## OBJECTIVE
Return the material below in full and exactly.

Position annotation records

..............................

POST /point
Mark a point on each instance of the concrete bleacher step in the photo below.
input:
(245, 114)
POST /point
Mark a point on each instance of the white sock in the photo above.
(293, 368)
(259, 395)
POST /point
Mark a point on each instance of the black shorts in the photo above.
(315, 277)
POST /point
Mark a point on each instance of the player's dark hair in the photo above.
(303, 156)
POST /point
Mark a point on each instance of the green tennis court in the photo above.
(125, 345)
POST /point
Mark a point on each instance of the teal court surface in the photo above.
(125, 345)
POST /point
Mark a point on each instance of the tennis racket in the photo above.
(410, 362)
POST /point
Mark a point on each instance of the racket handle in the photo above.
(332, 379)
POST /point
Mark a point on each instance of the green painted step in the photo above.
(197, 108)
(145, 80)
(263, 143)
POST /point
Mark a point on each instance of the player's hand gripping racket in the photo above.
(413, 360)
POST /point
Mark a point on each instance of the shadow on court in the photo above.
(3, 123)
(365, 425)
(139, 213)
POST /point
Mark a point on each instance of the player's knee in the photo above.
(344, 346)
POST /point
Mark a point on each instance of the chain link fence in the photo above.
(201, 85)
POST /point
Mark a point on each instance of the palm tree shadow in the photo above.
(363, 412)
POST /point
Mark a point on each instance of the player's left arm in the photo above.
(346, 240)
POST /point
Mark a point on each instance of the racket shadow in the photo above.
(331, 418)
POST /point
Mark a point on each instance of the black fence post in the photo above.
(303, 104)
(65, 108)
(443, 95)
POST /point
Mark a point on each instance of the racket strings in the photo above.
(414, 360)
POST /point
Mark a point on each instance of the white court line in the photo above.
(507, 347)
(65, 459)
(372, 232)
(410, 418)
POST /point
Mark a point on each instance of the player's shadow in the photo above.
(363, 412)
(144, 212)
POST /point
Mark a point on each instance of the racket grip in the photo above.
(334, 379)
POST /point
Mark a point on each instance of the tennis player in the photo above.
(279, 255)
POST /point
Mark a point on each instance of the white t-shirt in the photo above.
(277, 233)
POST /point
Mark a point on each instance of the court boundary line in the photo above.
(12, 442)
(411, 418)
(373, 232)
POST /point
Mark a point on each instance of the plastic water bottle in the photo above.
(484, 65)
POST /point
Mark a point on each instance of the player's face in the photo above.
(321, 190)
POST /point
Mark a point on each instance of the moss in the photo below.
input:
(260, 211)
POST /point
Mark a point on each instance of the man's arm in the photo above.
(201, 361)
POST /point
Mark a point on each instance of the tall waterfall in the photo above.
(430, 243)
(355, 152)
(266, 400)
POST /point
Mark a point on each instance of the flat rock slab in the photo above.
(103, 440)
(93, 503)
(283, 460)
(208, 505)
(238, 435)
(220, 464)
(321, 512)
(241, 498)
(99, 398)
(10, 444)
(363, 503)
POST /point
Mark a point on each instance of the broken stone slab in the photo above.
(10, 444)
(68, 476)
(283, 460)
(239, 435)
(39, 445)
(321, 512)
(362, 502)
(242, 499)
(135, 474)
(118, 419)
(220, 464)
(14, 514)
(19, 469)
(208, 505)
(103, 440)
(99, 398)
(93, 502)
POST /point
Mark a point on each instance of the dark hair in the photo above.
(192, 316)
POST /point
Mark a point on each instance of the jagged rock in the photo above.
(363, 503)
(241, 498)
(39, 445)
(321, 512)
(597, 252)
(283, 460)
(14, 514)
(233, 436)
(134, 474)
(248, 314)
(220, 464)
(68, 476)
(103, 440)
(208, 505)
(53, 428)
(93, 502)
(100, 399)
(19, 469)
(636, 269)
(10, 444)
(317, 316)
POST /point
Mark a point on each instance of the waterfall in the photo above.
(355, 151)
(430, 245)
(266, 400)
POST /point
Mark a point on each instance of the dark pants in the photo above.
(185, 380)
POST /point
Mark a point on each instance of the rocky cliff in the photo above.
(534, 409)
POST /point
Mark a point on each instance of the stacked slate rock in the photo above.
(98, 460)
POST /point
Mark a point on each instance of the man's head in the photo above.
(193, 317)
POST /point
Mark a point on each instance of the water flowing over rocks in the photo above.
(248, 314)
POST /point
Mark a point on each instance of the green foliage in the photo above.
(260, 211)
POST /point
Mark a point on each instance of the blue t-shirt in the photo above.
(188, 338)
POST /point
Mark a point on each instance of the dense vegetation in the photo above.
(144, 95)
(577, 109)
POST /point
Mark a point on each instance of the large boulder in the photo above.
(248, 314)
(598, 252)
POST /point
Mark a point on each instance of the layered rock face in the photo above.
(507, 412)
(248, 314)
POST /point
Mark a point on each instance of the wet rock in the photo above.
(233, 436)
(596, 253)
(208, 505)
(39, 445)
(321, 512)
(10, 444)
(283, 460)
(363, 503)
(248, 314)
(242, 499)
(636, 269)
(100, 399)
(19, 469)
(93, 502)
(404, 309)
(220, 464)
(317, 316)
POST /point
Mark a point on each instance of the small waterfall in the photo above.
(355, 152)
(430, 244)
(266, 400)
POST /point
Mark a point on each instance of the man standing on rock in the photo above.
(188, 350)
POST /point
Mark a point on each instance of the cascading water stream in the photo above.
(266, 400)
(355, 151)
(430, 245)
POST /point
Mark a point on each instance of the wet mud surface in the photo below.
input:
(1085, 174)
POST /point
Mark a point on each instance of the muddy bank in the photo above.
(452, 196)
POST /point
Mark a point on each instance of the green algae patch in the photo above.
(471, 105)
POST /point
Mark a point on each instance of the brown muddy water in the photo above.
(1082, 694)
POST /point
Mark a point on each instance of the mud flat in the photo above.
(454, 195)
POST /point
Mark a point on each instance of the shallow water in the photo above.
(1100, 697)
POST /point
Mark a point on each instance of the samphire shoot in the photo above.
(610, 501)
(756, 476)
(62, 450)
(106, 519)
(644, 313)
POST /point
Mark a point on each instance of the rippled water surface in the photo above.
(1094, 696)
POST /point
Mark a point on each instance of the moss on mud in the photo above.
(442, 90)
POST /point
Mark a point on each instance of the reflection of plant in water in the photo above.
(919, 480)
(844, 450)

..............................

## EXERCISE RESPONSE
POST /point
Mark a point on each instance of the concrete bleacher step in the photo below.
input:
(245, 114)
POST /point
Mark a point on each instance of the white sock in the photo above.
(293, 368)
(259, 395)
POST /point
Mark a point on each instance of the black shorts in the photo above.
(315, 277)
POST /point
Mark a point on each instance of the player's dark hair in the photo above.
(303, 156)
POST /point
Mark a point on each instance of the green tennis court in the photo above.
(125, 345)
POST /point
Mark a point on each instance of the teal court surface in the photo above.
(125, 345)
POST /point
Mark a point on each instance of the tennis racket in the photo above.
(410, 362)
POST /point
Mark a point on each instance of the racket handle in the photo above.
(332, 379)
POST /point
Mark a point on each instance of the green painted step in the photo above.
(197, 108)
(145, 80)
(263, 143)
POST /point
Mark a point on each instance of the player's hand gripping racket in the photo above.
(413, 360)
POST /point
Mark a point on each instance of the shadow on court in the photo above.
(3, 123)
(365, 425)
(139, 213)
POST /point
Mark a point on each instance of the player's knee in the photo above.
(344, 346)
POST /point
Mark a point on each instance of the chain link fence in the photo above.
(201, 85)
POST /point
Mark a point on each instance of the palm tree shadow in the photo above.
(363, 412)
POST /point
Mark a point on each instance of the player's left arm in the photo above.
(346, 240)
POST /point
Mark a point on each instance of the racket shadow in the photo above.
(331, 418)
POST /point
Mark a point on each instance of the black fence post in the photo above.
(303, 104)
(65, 108)
(443, 95)
POST /point
Mark a point on each instance of the racket strings in the photo above.
(414, 360)
POST /point
Mark a point on each instance of the white court line in the photo above.
(507, 347)
(65, 459)
(372, 232)
(410, 418)
POST /point
Mark a point on each instance of the player's shadow in the photo above.
(363, 412)
(144, 212)
POST /point
Mark a point on each instance of the racket grip in the photo above.
(334, 379)
POST /point
Mark a point on each instance of the tennis player in the photo above.
(279, 255)
POST /point
Mark a point on each instance of the white t-shirt in the photo above.
(277, 233)
POST /point
Mark a point on each instance of the court boundary line in the photo above.
(12, 442)
(411, 418)
(373, 232)
POST /point
Mark a point on each instance of the plastic water bottle in the photo above.
(484, 65)
POST /point
Mark a point on each instance of the player's face in the photo above.
(321, 190)
POST /point
Mark a point on each instance of the moss in the photo below.
input:
(260, 211)
POST /point
Mark a point on each instance of the man's arm in the photo above.
(201, 361)
POST /point
Mark a point on each instance of the tall waterfall in the photo above.
(430, 243)
(355, 152)
(266, 400)
POST /point
Mark a point on each instance of the flat rock slab in the photo above.
(103, 440)
(93, 503)
(283, 460)
(208, 505)
(238, 435)
(220, 464)
(321, 512)
(241, 498)
(99, 398)
(10, 444)
(363, 503)
POST /point
Mark a point on each instance of the broken stone slab in the photo above.
(10, 444)
(68, 476)
(283, 460)
(239, 435)
(39, 445)
(321, 512)
(362, 502)
(242, 499)
(135, 474)
(118, 419)
(220, 464)
(14, 514)
(19, 469)
(208, 505)
(103, 440)
(99, 398)
(93, 502)
POST /point
Mark a point on each instance of the dark hair in the photo above.
(192, 316)
POST /point
Mark a point on each instance of the jagged rock in the photo above.
(363, 503)
(241, 498)
(39, 445)
(321, 512)
(597, 252)
(283, 460)
(14, 514)
(233, 436)
(134, 474)
(248, 314)
(220, 464)
(68, 476)
(103, 440)
(208, 505)
(53, 428)
(93, 502)
(100, 399)
(19, 469)
(636, 269)
(10, 444)
(317, 316)
POST /point
Mark a point on each instance of the waterfall in the photo above.
(355, 151)
(430, 245)
(266, 400)
POST /point
Mark a point on each instance of the dark pants in the photo above.
(185, 380)
POST /point
Mark a point on each instance of the rocky cliff in the photo above.
(534, 409)
POST /point
Mark a point on each instance of the stacked slate rock in the photo above.
(98, 460)
POST /point
Mark a point on each instance of the man's head in the photo above.
(193, 317)
POST /point
Mark a point on each instance of the water flowing over rocks in the photo above.
(248, 314)
POST /point
Mark a point on each instance of the green foliage in the photo above.
(260, 211)
POST /point
Mark a point on each instance of the blue t-shirt in the photo above.
(188, 338)
POST /point
Mark a point on each instance of the dense vegetation in the photo above.
(144, 95)
(577, 109)
POST /point
Mark a point on each instance of the large boulder in the photo above.
(248, 314)
(598, 252)
POST /point
Mark a point on each instance of the layered rock face in the photo above.
(507, 412)
(248, 314)
POST /point
Mark a point on each instance of the wet rock in the photo above.
(233, 436)
(596, 253)
(208, 505)
(39, 445)
(321, 512)
(10, 444)
(283, 460)
(363, 503)
(248, 314)
(242, 499)
(636, 269)
(100, 399)
(19, 469)
(93, 502)
(404, 309)
(220, 464)
(317, 316)
POST /point
Mark a point on each instance of the small waterfall in the photo above.
(355, 152)
(430, 244)
(266, 400)
POST /point
Mark a point on each instance of the man standing on rock in the photo above.
(188, 350)
POST /point
Mark a point on each instance of the cascading water stream in the photo above.
(266, 400)
(355, 151)
(430, 245)
POST /point
Mark a point on each instance of the wet mud surface in the photo below.
input:
(1085, 174)
POST /point
Mark a point on each instance of the muddy bank in the photo above.
(452, 196)
POST /point
Mark a point on each instance of the green algae patch in the photo above.
(471, 105)
POST /point
Mark a point on each instance of the brown muddy water in the photo above.
(1082, 694)
POST /point
Mark a point on each instance of the mud flat in the photo above.
(454, 195)
POST /point
Mark a point on each instance of the shallow water in the photo above.
(1100, 697)
POST /point
Mark a point on each instance of the samphire shoot in the photo above.
(610, 501)
(756, 476)
(62, 450)
(106, 519)
(644, 313)
POST /point
Mark a point on each instance of the rippled water surface in the photo above.
(1094, 696)
POST /point
Mark a point on each instance of the moss on mud in the photo above.
(442, 90)
POST /point
Mark a point on each instance of the reflection of plant in water in the photo above.
(919, 480)
(844, 450)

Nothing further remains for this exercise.